Written request
Return each of the entries that follow verbatim, with every line kept unchanged.

Supplied information
▼

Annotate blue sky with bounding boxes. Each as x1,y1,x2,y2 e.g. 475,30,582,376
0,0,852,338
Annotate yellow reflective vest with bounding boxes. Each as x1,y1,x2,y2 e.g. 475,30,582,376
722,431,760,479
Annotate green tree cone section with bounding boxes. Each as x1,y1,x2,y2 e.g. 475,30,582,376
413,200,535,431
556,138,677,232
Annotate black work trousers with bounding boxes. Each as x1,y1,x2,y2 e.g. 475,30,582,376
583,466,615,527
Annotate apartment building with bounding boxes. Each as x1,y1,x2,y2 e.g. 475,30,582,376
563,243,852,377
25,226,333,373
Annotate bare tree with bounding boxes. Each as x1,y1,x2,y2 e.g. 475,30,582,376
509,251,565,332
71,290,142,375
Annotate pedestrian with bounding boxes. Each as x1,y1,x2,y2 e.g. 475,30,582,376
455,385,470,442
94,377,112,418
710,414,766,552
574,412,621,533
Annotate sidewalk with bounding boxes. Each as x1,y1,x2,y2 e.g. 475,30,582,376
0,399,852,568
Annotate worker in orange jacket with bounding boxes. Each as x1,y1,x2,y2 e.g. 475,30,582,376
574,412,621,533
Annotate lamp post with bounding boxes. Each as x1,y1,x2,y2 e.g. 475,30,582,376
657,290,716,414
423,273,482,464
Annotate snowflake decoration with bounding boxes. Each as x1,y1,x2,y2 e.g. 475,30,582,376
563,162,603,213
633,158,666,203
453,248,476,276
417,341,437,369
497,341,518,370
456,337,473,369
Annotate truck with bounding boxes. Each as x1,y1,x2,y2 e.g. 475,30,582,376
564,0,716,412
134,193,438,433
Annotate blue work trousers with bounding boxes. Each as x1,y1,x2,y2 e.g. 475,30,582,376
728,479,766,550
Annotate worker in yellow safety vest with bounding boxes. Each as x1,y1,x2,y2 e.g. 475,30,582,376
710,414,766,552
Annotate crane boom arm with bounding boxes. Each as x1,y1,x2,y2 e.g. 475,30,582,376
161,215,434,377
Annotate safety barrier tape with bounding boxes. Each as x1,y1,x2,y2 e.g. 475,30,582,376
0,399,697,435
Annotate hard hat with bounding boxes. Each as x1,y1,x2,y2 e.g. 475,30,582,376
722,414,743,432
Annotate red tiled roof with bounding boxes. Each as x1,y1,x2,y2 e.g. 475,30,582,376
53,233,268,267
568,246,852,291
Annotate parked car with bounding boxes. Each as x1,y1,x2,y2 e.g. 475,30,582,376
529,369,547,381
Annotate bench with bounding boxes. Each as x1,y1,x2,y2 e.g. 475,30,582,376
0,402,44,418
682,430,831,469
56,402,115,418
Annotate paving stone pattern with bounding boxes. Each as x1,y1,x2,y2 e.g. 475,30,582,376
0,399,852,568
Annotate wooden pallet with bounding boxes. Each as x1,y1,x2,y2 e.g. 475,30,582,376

▲

Solution for this task
Annotate blue sky with bounding boxes. Each as x1,y1,x2,y2 e.g. 475,30,582,376
0,0,852,338
Annotate yellow reflective vest with bounding boxes. Each as x1,y1,x2,y2 e.g. 475,30,582,376
722,431,760,479
Annotate green tree cone section with bounding boxes. Each as x1,y1,x2,y2 e.g. 475,30,582,376
413,200,535,431
556,138,677,232
Annotate black work trousers with bounding boxes. Each as x1,y1,x2,y2 e.g. 475,30,582,376
583,466,615,527
Annotate apartment building with bounding boxes. Each as x1,y1,x2,y2 e.g. 475,30,582,376
563,243,852,377
25,226,333,373
Annotate bare tree with bounding boxes. Each as x1,y1,x2,y2 e.g. 475,30,582,376
509,251,565,332
71,290,142,375
Annotate pedestrian with bounding boxes. Each as x1,y1,x2,y2 e.g. 475,30,582,376
455,385,470,442
94,377,112,418
710,414,766,552
574,412,621,533
Annotate sidewalk with bounding boxes. Each as x1,y1,x2,y2 e.g. 475,30,582,376
0,399,852,568
Annotate worker in orange jacket with bounding boxes. Each as x1,y1,x2,y2 e.g. 475,30,582,376
574,412,621,533
Annotate lamp post with bounding boxes. Each as x1,y1,x2,y2 e.g. 475,30,582,376
657,290,716,414
423,273,482,464
Annotate snowflake decoration with bounding boxes. Each as x1,y1,x2,y2 e.g. 475,30,582,376
563,162,603,213
633,158,666,203
453,248,476,276
417,341,437,369
497,341,518,370
456,337,473,369
Annotate truck with bounding boxes. Each as x1,y1,x2,y2 e.g. 475,30,582,376
564,0,716,412
134,193,438,433
Annotate blue work trousers with bounding boxes. Each as x1,y1,x2,y2 e.g. 475,30,582,376
728,479,766,550
Annotate worker in yellow safety vest with bounding boxes. Each as x1,y1,x2,y2 e.g. 475,30,582,376
710,414,766,552
Annotate crane boom arm with bounding boxes. Each as x1,y1,x2,y2 e.g. 475,30,582,376
161,215,434,377
Annotate safety barrier tape with bounding boxes. Each as x1,y1,x2,y2 e.g. 475,30,582,376
0,399,697,435
Annotate hard hat with bounding boxes. Each as x1,y1,x2,y2 e.g. 475,30,582,376
722,414,743,432
Annotate red tiled roof with bounding boxes. Each as x1,y1,x2,y2 e.g. 475,30,582,376
53,233,268,267
568,246,852,291
Annotate parked car with bounding boxes. Each as x1,y1,x2,y2 e.g. 475,30,582,376
529,369,547,381
Annotate bench with bounding boxes. Each as x1,y1,x2,y2 e.g. 475,30,582,376
0,402,44,418
682,430,831,469
56,402,115,418
Annotate paving stone pattern with bounding boxes. Each as x1,y1,x2,y2 e.g. 475,30,582,376
0,399,852,568
Annotate wooden pallet with bounding boxes. Each as x1,y1,x2,y2 e.g. 475,30,582,376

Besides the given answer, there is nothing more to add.